*** RECORDS TO PROCESS

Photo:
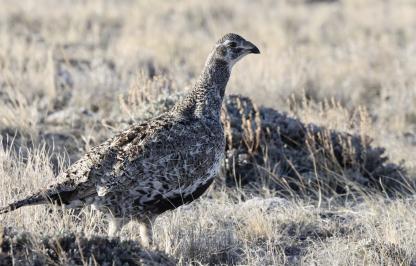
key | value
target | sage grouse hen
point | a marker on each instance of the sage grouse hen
(157, 165)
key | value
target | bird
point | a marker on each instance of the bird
(155, 165)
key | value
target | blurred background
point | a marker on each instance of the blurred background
(85, 54)
(72, 73)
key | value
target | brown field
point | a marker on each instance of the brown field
(72, 73)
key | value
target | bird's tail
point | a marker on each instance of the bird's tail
(32, 200)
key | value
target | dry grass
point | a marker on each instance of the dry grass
(72, 73)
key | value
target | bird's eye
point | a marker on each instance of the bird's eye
(232, 44)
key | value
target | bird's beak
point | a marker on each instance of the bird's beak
(251, 48)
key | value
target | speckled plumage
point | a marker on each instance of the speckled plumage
(157, 165)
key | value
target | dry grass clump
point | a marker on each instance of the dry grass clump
(327, 122)
(17, 248)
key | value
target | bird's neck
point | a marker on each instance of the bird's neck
(205, 99)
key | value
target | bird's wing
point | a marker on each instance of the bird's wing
(79, 181)
(101, 168)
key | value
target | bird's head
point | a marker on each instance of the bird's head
(232, 47)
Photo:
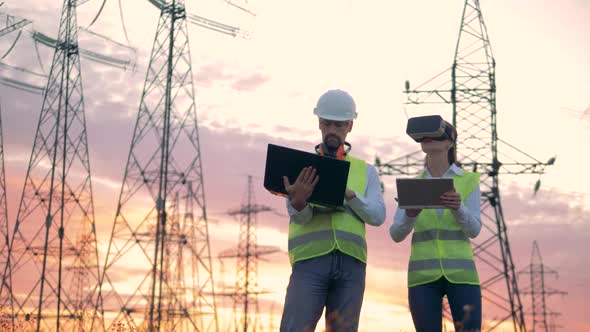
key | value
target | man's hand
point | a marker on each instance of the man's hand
(300, 191)
(451, 199)
(349, 194)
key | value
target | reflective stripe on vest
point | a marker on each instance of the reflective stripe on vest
(340, 229)
(439, 246)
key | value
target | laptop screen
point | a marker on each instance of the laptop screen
(333, 173)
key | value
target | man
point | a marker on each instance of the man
(327, 247)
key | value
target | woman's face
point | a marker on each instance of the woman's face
(432, 146)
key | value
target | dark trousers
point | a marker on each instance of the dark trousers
(335, 281)
(426, 305)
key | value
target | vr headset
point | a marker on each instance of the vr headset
(430, 126)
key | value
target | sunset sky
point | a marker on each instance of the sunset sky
(260, 90)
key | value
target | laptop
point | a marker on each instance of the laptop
(282, 161)
(417, 193)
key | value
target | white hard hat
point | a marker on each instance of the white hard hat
(336, 105)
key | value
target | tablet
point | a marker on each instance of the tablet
(282, 161)
(416, 193)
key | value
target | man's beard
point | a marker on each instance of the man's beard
(332, 145)
(332, 141)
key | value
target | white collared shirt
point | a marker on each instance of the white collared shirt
(467, 216)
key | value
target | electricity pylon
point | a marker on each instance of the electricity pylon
(472, 93)
(52, 256)
(245, 307)
(164, 159)
(542, 318)
(5, 301)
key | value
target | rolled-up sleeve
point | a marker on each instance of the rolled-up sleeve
(468, 216)
(370, 207)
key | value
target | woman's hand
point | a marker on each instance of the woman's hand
(451, 199)
(300, 191)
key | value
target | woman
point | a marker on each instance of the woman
(441, 262)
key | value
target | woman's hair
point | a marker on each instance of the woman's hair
(452, 154)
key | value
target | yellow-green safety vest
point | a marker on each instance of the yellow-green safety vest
(439, 246)
(332, 230)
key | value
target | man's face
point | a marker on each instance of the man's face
(334, 132)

******

INSTRUCTIONS TO FOLLOW: Output all of the data exactly as it stands, minus any images.

RESULT OF THIS TASK:
Photo:
key | value
target | sage grouse hen
point | a marker on each instance of the sage grouse hen
(157, 165)
key | value
target | bird
point | a marker on each instance of the bird
(155, 165)
key | value
target | blurred background
point | a marker on each instance of the blurred background
(85, 54)
(72, 73)
key | value
target | brown field
point | a marker on each instance of the brown field
(72, 73)
key | value
target | bird's tail
point | a marker on each instance of the bird's tail
(32, 200)
key | value
target | dry grass
point | a marker on each instance of the dry grass
(72, 73)
key | value
target | bird's eye
point | a marker on each instance of the bird's eye
(232, 44)
key | value
target | bird's beak
point | a marker on each instance of the bird's beak
(251, 48)
key | value
target | speckled plumage
point | a marker on each instance of the speckled plumage
(157, 165)
key | value
target | dry grass clump
point | a marker on each instance of the dry grass clump
(327, 122)
(17, 248)
key | value
target | bird's neck
point | a marker on each instance of the bird's neck
(205, 99)
key | value
target | bird's wing
point | a marker on each instance of the bird's wing
(79, 181)
(101, 168)
key | value
target | bird's head
point | a marker on each instance of the bird's head
(232, 47)
Photo:
key | value
target | man's hand
point | a marker on each instance of the man's hand
(300, 191)
(451, 199)
(349, 194)
key | value
target | reflective stripe on vest
point | a marker on each instance of the reflective stripe on vest
(340, 229)
(439, 246)
key | value
target | laptop screen
point | a marker on each instance of the laptop screen
(333, 173)
key | value
target | man
point | a marker on each instance of the man
(327, 247)
key | value
target | woman's face
point | a marker on each instance of the woman's face
(432, 146)
key | value
target | dark trousers
point | a marker on each instance of the dark trousers
(335, 281)
(426, 305)
key | value
target | vr headset
point | a marker on each instance of the vr headset
(430, 126)
key | value
target | sunset sky
point | a marker on each instance of the sunset sky
(260, 90)
key | value
target | laptop
point | a marker on each instance of the laptop
(282, 161)
(417, 193)
key | value
target | white hard hat
point | a marker on each instance of the white hard hat
(336, 105)
key | value
target | tablet
point | a marker on each instance of the tablet
(282, 161)
(416, 193)
key | value
target | man's beard
point | a marker on each instance of the man's beard
(332, 145)
(332, 141)
key | value
target | white collared shirt
point | a marker on each instance of the white collared shirt
(467, 216)
key | value
target | electricity pylon
point | a marker on each instance of the electricity pylon
(472, 93)
(52, 256)
(245, 307)
(164, 159)
(542, 318)
(5, 301)
key | value
target | rolled-up sleeve
point | a marker on each instance of the rolled-up sleeve
(468, 216)
(370, 207)
key | value
target | woman's hand
point | a marker on each instance of the woman's hand
(451, 199)
(300, 191)
key | value
target | woman
point | a marker on each instance of the woman
(441, 262)
key | value
target | woman's hair
point | a marker on each instance of the woman's hair
(452, 154)
key | value
target | yellow-green safety vest
point | a marker on each instance of the yellow-green safety vest
(439, 246)
(332, 230)
key | value
target | man's face
point | a marker on each instance of the man's face
(334, 132)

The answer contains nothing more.